:: Listed records

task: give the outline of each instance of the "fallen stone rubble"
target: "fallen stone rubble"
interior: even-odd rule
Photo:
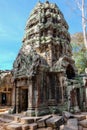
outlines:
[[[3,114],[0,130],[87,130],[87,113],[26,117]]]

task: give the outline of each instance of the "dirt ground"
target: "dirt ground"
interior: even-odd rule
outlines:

::::
:: Listed records

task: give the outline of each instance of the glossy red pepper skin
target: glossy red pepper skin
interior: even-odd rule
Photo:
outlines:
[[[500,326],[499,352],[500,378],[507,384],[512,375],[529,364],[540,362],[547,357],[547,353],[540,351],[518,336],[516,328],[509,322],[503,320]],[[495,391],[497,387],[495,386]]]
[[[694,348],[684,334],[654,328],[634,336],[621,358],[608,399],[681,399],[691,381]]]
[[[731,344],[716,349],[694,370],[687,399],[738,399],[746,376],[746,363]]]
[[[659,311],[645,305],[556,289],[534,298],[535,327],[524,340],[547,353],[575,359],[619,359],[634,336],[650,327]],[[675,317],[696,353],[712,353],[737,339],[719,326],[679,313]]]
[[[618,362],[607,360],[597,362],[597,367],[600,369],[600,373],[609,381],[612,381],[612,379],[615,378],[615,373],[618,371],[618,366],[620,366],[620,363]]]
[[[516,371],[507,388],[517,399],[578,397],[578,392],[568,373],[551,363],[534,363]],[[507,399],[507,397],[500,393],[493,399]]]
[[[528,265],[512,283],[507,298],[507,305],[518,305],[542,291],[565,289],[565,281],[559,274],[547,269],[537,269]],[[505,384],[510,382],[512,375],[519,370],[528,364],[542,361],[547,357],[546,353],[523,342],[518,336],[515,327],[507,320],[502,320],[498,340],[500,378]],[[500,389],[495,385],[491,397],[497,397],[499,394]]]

::::

## Instruction
How many of the lines above contain the word "ground"? Reply with the number alone.

## Output of the exercise
2